<<<<
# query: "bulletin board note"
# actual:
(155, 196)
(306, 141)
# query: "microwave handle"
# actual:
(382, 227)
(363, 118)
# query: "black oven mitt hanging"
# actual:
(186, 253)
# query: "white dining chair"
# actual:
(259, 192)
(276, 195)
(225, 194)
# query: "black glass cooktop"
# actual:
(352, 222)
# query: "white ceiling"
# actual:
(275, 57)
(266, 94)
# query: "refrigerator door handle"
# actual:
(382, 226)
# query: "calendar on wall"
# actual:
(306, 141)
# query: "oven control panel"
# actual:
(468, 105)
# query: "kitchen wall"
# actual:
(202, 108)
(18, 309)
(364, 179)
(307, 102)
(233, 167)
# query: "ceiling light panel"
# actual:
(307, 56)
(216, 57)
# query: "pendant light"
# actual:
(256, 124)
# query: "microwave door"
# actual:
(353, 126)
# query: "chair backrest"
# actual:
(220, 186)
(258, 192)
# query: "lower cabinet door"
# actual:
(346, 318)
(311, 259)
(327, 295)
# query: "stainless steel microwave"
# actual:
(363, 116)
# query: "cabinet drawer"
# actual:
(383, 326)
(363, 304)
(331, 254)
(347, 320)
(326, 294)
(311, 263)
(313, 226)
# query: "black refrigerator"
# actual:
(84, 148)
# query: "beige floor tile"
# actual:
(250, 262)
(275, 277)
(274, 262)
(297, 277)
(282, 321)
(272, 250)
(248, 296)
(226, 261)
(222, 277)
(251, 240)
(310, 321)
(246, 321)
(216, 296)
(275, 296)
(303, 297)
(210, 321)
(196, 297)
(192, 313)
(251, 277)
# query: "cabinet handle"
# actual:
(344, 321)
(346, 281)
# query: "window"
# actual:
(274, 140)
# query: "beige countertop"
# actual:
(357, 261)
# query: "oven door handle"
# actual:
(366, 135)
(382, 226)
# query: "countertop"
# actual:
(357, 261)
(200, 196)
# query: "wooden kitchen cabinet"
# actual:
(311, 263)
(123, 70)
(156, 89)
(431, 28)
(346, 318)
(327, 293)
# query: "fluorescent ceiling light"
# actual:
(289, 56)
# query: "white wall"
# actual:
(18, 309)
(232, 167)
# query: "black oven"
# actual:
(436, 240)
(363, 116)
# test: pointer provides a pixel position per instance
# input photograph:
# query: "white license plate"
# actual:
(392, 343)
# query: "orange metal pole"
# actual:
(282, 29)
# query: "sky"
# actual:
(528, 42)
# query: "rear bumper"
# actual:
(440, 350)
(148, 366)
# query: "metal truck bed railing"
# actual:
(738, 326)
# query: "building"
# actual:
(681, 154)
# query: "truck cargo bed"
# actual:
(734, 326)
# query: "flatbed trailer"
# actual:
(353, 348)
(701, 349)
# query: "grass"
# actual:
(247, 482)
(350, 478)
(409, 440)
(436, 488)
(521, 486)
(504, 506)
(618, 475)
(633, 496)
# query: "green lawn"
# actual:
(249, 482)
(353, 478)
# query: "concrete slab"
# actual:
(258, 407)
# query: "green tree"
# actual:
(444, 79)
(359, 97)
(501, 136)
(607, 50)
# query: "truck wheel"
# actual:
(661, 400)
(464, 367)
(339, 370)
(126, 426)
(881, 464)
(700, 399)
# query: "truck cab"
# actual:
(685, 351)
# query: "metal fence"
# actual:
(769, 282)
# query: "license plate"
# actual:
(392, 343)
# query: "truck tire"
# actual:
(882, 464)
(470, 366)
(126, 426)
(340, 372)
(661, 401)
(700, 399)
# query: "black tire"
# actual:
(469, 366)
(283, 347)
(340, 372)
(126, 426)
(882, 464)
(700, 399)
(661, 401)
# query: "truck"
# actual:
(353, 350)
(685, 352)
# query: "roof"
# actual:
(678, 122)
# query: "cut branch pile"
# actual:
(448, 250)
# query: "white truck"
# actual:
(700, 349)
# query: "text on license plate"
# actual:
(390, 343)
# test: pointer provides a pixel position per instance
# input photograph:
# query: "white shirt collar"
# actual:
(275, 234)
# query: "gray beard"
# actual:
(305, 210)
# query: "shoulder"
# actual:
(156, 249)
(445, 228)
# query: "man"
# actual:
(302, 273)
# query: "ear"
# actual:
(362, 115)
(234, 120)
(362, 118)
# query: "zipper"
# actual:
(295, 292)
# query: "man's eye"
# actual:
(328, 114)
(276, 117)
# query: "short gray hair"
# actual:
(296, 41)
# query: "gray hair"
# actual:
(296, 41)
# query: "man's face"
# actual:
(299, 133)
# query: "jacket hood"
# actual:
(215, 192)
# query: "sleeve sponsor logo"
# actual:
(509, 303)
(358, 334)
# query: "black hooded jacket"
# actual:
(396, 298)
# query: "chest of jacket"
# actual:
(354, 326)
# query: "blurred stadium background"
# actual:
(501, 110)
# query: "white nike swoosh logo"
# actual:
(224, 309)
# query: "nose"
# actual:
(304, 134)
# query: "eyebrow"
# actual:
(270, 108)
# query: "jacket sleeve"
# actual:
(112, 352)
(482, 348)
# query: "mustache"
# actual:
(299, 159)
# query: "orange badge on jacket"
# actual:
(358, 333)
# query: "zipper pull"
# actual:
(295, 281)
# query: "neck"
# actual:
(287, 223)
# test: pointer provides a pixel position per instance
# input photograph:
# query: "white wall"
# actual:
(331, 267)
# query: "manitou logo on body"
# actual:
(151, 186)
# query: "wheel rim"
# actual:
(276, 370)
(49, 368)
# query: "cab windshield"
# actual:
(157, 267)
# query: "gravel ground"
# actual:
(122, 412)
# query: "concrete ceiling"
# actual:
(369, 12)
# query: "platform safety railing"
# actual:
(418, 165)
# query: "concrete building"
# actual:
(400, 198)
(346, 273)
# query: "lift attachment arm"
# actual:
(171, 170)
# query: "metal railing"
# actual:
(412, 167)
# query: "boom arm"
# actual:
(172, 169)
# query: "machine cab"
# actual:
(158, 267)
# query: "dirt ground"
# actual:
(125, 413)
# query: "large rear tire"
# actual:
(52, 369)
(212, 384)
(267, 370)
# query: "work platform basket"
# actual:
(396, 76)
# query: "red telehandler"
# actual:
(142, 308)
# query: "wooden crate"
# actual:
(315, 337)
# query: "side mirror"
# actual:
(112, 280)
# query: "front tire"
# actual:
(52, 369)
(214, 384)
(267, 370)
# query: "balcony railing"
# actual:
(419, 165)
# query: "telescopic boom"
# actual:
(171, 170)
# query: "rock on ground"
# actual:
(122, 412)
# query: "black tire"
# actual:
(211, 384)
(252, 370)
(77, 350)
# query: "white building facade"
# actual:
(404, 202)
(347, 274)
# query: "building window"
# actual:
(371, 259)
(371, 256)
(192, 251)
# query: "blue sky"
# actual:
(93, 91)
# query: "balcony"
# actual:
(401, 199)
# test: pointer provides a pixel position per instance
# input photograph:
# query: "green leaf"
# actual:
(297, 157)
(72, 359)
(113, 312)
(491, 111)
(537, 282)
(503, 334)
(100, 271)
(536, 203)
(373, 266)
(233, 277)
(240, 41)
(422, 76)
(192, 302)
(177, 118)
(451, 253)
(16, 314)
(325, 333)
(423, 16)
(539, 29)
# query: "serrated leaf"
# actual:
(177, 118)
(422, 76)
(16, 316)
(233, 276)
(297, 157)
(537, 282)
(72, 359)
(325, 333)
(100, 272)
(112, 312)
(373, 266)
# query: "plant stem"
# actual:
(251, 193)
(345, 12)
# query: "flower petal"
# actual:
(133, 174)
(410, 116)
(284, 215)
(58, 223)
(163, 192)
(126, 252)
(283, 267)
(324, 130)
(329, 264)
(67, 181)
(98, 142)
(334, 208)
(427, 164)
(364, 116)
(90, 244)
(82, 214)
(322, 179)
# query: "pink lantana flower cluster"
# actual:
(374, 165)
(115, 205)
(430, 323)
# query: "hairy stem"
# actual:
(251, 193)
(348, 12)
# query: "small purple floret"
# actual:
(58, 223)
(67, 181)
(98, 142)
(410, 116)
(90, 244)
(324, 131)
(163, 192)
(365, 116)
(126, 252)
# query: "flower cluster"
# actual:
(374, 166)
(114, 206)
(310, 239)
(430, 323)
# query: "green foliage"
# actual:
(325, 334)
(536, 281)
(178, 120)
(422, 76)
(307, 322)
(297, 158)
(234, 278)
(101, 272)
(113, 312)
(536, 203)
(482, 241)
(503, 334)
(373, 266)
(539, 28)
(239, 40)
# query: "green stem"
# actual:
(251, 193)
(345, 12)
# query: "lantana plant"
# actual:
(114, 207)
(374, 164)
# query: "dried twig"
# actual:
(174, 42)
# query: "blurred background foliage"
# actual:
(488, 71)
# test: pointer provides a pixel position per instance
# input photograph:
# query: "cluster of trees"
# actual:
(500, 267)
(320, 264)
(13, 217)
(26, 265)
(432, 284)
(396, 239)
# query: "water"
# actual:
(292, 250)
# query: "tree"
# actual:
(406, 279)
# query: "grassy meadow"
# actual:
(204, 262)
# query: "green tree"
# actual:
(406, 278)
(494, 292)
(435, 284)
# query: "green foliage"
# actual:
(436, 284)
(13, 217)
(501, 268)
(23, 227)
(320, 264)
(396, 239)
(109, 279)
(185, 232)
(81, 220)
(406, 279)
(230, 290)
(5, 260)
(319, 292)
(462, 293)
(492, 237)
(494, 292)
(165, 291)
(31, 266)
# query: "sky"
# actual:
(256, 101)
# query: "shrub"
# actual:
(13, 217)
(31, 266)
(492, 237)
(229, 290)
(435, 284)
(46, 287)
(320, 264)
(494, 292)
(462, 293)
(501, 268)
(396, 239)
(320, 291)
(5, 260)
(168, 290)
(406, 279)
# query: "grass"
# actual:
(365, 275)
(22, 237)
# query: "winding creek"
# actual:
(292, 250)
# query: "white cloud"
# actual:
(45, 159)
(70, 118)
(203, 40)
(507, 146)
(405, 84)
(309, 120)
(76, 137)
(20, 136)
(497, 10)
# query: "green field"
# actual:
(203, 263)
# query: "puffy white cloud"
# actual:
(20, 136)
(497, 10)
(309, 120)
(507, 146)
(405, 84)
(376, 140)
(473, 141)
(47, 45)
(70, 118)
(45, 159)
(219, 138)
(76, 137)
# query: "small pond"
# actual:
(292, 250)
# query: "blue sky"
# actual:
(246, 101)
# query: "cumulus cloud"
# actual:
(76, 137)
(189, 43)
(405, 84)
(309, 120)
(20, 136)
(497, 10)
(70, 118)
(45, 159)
>>>>
#### Directions for this task:
List every line of the data above that contains the string "wall", copying each line in full. Case counts when matching.

#### Task output:
# query: "calendar on wall"
# query: "kitchen wall"
# query: "white wall"
# query: "white wall"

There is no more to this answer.